TASK REQUIREMENTS —
Convert the entries below, from the line containing "Locate the white fascia" through the last line, into a Markdown table with the columns No. and Text, one row per line, skipping blank lines.

# RECORDS FOR THE EXERCISE start

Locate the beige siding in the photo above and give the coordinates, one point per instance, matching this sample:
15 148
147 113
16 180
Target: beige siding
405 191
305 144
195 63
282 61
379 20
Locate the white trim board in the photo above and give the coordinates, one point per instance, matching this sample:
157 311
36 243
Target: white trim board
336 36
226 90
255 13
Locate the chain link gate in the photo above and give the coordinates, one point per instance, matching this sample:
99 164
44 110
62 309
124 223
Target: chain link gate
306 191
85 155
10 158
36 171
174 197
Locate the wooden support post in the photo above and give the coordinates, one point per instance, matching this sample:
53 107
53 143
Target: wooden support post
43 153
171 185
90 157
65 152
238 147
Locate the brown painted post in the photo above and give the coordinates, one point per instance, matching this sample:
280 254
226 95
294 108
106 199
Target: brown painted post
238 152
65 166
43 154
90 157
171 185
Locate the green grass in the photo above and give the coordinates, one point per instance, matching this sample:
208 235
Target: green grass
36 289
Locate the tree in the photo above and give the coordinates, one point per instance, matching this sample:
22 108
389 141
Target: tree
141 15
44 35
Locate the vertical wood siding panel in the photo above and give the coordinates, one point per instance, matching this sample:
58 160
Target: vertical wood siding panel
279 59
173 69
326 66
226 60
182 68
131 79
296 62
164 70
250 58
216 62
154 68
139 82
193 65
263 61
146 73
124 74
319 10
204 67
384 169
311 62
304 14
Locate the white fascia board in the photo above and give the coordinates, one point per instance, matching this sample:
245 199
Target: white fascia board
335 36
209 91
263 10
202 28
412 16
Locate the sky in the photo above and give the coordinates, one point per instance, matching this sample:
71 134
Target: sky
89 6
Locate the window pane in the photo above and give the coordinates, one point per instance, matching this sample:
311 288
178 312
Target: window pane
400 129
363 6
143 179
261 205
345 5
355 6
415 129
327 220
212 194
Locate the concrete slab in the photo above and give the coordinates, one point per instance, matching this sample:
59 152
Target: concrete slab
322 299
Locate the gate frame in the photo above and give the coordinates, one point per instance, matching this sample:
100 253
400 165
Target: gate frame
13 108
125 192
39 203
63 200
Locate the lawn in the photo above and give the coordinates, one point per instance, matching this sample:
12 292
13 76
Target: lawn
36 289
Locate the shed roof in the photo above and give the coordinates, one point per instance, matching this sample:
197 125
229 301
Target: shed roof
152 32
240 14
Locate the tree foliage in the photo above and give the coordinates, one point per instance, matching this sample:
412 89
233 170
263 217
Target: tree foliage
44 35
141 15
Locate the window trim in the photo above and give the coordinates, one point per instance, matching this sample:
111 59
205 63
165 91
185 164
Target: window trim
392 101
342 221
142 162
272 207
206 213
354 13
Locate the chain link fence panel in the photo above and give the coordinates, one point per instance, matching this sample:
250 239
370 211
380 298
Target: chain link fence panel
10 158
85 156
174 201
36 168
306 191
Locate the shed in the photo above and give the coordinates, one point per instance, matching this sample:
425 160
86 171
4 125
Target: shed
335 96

# RECORDS FOR THE EXERCISE end

ANSWER FOR THE TASK —
| No. | Text |
|---|---|
| 1 | Locate the white fascia board in the photo above and give the coordinates, one point per instance, matching this sample: |
| 2 | 245 199 |
| 3 | Target: white fascia board |
| 4 | 335 36 |
| 5 | 209 91 |
| 6 | 263 10 |
| 7 | 202 28 |
| 8 | 412 16 |
| 9 | Locate the sky in the photo above and give the coordinates, one point per instance, matching this sample: |
| 10 | 71 134 |
| 11 | Target: sky |
| 12 | 89 6 |
| 13 | Locate the window pane in the photo above and give the coordinates, one point per instance, matching this sample: |
| 14 | 311 288 |
| 15 | 178 312 |
| 16 | Target: window pane |
| 17 | 400 129 |
| 18 | 363 6 |
| 19 | 143 179 |
| 20 | 261 205 |
| 21 | 345 5 |
| 22 | 355 6 |
| 23 | 415 129 |
| 24 | 327 220 |
| 25 | 212 194 |
| 26 | Locate the concrete slab in the photo above and give the coordinates, one point per instance, matching this sample: |
| 27 | 59 152 |
| 28 | Target: concrete slab |
| 29 | 322 299 |
| 30 | Locate the gate frame in the photo above and give the coordinates, one point per instance, matching this sample: |
| 31 | 100 253 |
| 32 | 400 165 |
| 33 | Target: gate frame |
| 34 | 13 108 |
| 35 | 125 192 |
| 36 | 39 203 |
| 37 | 63 200 |
| 38 | Locate the lawn in the photo above and give the coordinates, one point per instance, matching this sample: |
| 39 | 12 292 |
| 40 | 13 76 |
| 41 | Target: lawn |
| 42 | 36 289 |
| 43 | Locate the shed roof in the photo above and give the coordinates, one point per instance, matching this sample: |
| 44 | 197 125 |
| 45 | 229 301 |
| 46 | Target: shed roof |
| 47 | 152 32 |
| 48 | 240 14 |
| 49 | Locate the tree foliage in the photo above and give the coordinates, one point per instance, matching this sample: |
| 50 | 412 89 |
| 51 | 233 170 |
| 52 | 263 217 |
| 53 | Target: tree foliage |
| 54 | 44 35 |
| 55 | 141 15 |
| 56 | Locate the window trim in the photo above and give the coordinates, one point per instance, matching this sample: |
| 57 | 111 59 |
| 58 | 205 63 |
| 59 | 165 91 |
| 60 | 185 164 |
| 61 | Target: window trim |
| 62 | 392 101 |
| 63 | 342 221 |
| 64 | 142 162 |
| 65 | 272 207 |
| 66 | 206 213 |
| 67 | 354 13 |
| 68 | Locate the chain link fence panel in the photo above and give the coordinates, one point per instance, matching this sample: |
| 69 | 250 239 |
| 70 | 370 211 |
| 71 | 380 298 |
| 72 | Target: chain link fence panel |
| 73 | 10 158 |
| 74 | 85 156 |
| 75 | 174 201 |
| 76 | 36 168 |
| 77 | 306 191 |
| 78 | Locate the shed in the photo above and give the coordinates, one point per instance, matching this sample: |
| 79 | 425 160 |
| 80 | 86 171 |
| 81 | 4 125 |
| 82 | Target: shed |
| 83 | 335 96 |